====== Texto fornecido ======

Estudantes universitários e secundaristas, professores da rede privada, nossos filhos, estavam ali nos apoiando. Muita gente, direta ou indiretamente, também. Tivemos um momento de avaliação do movimento, nos fortalecemos. Professores que entraram em 2009 e que, assim como eu, não têm direito ao repasse dos 60%, mostraram que estavam ali pela educação, para que a verba destinada à educação seja aplicada tão somente nela. Nas falas de Sérgio Lucas, lembramos de Betânia e de Luciene, duas mulheres de fibra que não estavam ali fisicamente, mas simbolicamente sim. Elas têm uma história de luta pela educação pública de qualidade neste município que jamais se apagará.

Além da comida farta e do apoio da população, fomos presenteados com música de ótima qualidade pelo professor Saulo. Cantamos, dançamos e relaxamos depois daquele dia tenso. Muitas pessoas foram embora por volta da meia noite, permaneceram 14. Nos acomodamos. Alguns corrigiam provas, outros liam livros. Um grupo jogava dominó. Conversávamos o tempo todo com os policiais que faziam a segurança do local. Apesar de tudo, o clima era tranquilo. Às 3 da manhã, nos aquietamos e tentamos dormir. Às 4 e meia abri o olho e o sol já batia dentro da recepção da prefeitura. Pessoas passavam na rua grande, faziam sua caminhada matinal.

====== Dados fornecidos ======

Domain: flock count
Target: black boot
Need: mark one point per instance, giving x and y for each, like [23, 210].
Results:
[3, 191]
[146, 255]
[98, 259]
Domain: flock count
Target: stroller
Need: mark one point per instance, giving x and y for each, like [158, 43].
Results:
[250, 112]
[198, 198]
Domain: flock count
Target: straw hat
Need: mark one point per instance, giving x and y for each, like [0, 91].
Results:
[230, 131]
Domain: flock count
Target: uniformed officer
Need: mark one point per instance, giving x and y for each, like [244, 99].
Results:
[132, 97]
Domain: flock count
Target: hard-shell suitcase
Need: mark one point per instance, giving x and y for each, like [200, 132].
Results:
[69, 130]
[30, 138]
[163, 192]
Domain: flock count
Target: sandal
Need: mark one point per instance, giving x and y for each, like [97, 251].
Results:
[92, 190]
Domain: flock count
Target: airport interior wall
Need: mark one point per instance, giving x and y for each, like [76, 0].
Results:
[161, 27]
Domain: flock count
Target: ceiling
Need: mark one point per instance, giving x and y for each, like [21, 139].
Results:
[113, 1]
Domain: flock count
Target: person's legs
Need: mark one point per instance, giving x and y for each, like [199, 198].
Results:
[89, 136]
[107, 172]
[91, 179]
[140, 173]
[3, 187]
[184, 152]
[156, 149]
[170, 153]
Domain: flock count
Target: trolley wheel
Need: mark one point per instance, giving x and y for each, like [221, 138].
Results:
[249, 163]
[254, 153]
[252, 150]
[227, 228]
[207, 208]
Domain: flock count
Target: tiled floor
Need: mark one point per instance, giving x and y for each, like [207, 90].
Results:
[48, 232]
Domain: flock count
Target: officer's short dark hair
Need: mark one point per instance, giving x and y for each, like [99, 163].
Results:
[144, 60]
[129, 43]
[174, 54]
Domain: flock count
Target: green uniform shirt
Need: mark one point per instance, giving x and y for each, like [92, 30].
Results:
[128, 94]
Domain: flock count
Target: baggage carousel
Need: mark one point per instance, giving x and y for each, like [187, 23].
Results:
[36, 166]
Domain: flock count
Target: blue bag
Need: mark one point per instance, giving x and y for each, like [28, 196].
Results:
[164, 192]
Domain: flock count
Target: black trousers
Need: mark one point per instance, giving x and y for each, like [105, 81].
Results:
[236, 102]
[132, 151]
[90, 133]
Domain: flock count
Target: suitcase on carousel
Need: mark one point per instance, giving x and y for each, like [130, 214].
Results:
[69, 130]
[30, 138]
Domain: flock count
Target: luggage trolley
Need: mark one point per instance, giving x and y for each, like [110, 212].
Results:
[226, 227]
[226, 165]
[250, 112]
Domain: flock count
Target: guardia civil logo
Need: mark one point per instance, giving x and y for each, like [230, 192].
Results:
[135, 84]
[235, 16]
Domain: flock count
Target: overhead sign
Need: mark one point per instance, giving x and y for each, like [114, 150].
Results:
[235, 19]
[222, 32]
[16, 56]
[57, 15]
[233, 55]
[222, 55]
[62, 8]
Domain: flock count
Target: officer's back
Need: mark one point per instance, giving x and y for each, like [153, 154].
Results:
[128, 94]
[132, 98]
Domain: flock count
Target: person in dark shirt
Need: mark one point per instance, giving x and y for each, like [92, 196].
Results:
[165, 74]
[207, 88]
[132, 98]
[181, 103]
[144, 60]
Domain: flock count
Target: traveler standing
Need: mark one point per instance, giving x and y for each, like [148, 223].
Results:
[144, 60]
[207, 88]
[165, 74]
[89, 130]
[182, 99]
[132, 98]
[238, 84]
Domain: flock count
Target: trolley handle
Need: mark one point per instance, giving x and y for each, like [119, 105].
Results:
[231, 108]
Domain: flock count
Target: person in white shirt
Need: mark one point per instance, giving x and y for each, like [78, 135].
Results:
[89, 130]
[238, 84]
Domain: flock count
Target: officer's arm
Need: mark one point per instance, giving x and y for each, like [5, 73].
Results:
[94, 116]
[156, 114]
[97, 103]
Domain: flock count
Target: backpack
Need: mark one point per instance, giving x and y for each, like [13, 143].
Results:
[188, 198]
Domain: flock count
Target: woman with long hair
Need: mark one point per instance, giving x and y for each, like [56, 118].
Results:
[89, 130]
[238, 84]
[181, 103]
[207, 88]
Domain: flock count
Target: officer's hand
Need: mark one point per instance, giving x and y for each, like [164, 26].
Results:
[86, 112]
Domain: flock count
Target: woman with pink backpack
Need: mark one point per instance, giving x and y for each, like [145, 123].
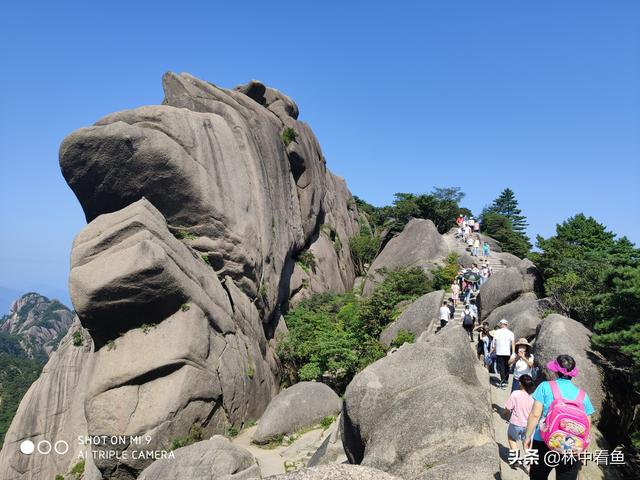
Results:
[565, 410]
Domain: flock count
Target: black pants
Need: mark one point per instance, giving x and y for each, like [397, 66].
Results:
[502, 363]
[564, 471]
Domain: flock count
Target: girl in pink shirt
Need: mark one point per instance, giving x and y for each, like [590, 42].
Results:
[519, 405]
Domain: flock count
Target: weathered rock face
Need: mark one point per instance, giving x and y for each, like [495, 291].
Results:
[214, 459]
[197, 210]
[524, 316]
[53, 410]
[214, 163]
[301, 405]
[416, 318]
[38, 323]
[407, 424]
[507, 285]
[559, 335]
[336, 472]
[418, 245]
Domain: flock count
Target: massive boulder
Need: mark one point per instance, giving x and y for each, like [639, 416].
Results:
[213, 459]
[418, 245]
[52, 410]
[37, 322]
[418, 317]
[197, 210]
[524, 315]
[506, 285]
[214, 163]
[559, 335]
[301, 405]
[421, 409]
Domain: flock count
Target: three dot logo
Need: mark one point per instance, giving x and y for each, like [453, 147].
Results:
[44, 447]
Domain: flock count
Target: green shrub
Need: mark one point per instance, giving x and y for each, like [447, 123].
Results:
[185, 235]
[444, 276]
[307, 260]
[289, 135]
[403, 336]
[78, 469]
[327, 421]
[363, 250]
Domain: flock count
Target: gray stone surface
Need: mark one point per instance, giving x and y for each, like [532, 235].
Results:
[214, 459]
[331, 450]
[301, 405]
[524, 316]
[559, 335]
[336, 472]
[417, 317]
[418, 245]
[52, 408]
[506, 285]
[407, 424]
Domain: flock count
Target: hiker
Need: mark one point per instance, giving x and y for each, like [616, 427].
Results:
[455, 293]
[561, 436]
[517, 410]
[444, 314]
[474, 310]
[475, 249]
[467, 321]
[484, 341]
[503, 345]
[521, 361]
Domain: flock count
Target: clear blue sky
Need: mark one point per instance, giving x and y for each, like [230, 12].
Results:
[539, 96]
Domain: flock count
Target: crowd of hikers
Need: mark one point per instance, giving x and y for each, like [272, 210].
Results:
[547, 414]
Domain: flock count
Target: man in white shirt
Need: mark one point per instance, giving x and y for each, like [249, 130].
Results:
[503, 345]
[444, 314]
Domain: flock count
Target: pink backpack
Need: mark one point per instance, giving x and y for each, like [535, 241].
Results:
[566, 426]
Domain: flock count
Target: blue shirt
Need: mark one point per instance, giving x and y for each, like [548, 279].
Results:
[569, 391]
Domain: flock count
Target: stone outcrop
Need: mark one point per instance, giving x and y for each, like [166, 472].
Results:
[38, 323]
[301, 405]
[52, 410]
[407, 424]
[197, 210]
[336, 472]
[418, 245]
[418, 317]
[213, 459]
[507, 285]
[524, 315]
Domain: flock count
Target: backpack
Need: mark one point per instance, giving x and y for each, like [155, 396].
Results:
[566, 426]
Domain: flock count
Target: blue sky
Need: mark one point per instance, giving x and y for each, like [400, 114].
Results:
[542, 97]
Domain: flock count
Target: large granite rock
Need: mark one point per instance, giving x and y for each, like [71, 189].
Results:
[336, 472]
[559, 335]
[301, 405]
[197, 210]
[506, 285]
[524, 315]
[214, 163]
[418, 317]
[421, 408]
[52, 409]
[418, 245]
[214, 459]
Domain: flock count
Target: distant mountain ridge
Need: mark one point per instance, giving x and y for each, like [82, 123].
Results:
[35, 324]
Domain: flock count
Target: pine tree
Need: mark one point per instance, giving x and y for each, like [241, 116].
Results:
[507, 205]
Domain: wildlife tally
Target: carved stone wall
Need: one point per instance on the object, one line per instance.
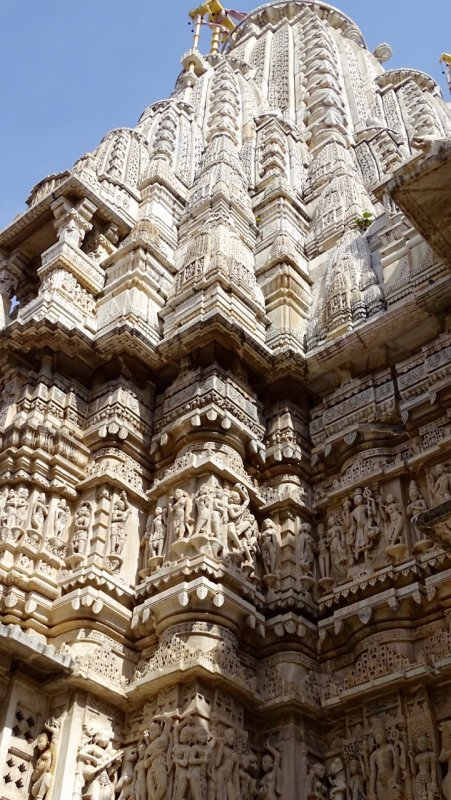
(225, 441)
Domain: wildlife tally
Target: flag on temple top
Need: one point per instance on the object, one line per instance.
(215, 26)
(238, 15)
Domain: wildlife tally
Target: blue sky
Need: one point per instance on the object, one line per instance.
(71, 71)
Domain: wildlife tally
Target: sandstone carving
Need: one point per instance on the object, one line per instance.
(225, 438)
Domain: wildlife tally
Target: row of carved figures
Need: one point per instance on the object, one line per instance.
(171, 761)
(181, 760)
(363, 534)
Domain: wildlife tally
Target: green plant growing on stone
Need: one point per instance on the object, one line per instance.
(364, 222)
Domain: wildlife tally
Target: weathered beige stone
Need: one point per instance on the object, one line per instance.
(225, 438)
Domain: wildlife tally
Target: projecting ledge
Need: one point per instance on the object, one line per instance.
(40, 657)
(422, 189)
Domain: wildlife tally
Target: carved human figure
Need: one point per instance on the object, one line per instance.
(416, 506)
(441, 485)
(356, 781)
(181, 509)
(140, 772)
(15, 509)
(61, 517)
(239, 522)
(270, 784)
(423, 765)
(249, 541)
(337, 779)
(157, 738)
(80, 536)
(384, 767)
(363, 529)
(203, 502)
(125, 782)
(223, 769)
(359, 524)
(39, 513)
(305, 549)
(248, 767)
(158, 531)
(219, 502)
(324, 560)
(44, 768)
(98, 764)
(445, 758)
(199, 757)
(338, 555)
(119, 517)
(392, 514)
(269, 547)
(190, 754)
(316, 785)
(180, 758)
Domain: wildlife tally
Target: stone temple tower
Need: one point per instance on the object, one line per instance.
(225, 438)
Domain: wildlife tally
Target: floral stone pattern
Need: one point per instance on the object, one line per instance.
(225, 438)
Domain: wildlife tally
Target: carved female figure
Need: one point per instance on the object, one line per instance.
(203, 500)
(441, 486)
(158, 532)
(269, 547)
(305, 549)
(61, 517)
(199, 756)
(157, 739)
(423, 764)
(125, 783)
(356, 782)
(79, 541)
(445, 756)
(323, 551)
(140, 773)
(181, 506)
(224, 769)
(247, 773)
(384, 767)
(316, 787)
(15, 511)
(119, 516)
(98, 766)
(270, 785)
(180, 758)
(393, 516)
(239, 522)
(337, 779)
(338, 556)
(39, 513)
(42, 775)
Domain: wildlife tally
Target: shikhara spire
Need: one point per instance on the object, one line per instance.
(225, 487)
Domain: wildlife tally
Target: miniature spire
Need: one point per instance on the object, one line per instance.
(218, 18)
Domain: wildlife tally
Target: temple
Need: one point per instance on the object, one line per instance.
(225, 437)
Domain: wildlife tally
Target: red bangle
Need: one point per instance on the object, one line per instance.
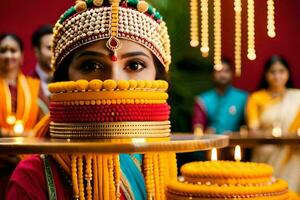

======

Instrução A:
Responda com base no texto fornecido:
(i) Quem presenteou o grupo com música?
(ii) Quantas pessoas permaneceram depois que muitas foram embora por volta da meia-noite?
(iii) A que horas quem narra abriu o olho?
Instrução B: Escreva o que vem depois da última frase do texto fornecido, dando sequência ao relato.

Resultado A:
(i) O professor Saulo.
(ii) 14 pessoas.
(iii) Às 4 e meia.

Resultado B:
O desfecho final. Dia 13 de Dezembro de 2016.

A maioria levantou, tomamos o café da noite passada, comemos pães e bolos do dia anterior, organizamos, varremos o local, colocamos as cadeiras no lugar. A maioria dos professores que dormiram lá foram dar aulas, pois havia um combinado com os pais dos alunos que a parada seria até a segunda, e não até a terça. Outros, como eu, colocaram substitutos nas salas para poder permanecer na prefeitura. Sentimos o cansaço da noite mal dormida, mas logo outros companheiros chegaram, nos dando ânimo. Estávamos unidos. Mais duas senhoras trouxeram comida, as pessoas continuavam a nos apoiar.

Fui em casa, tomei banho e voltei. Nossa preocupação era não deixar poucos professores na prefeitura. Os funcionários já haviam chegado e trabalhavam normalmente. Nós ocupávamos, resistíamos e esperávamos algum posicionamento oficial. O prefeito estava na rádio, visivelmente nervoso, repetindo a mesma história de esperar a decisão do supremo. Acusava os professores e blogs de estarem fazendo sensacionalismo com a situação. Numa tentativa já comum por parte da gestão de manipular a opinião pública a seu favor, citou o fato de ter colocado água mineral nas escolas, dentre outras “obras” para a educação que não passam do âmbito da obrigatoriedade. Elieudes e Josenildo também fizeram uso do rádio e reiteraram o nosso entendimento e a nossa posição.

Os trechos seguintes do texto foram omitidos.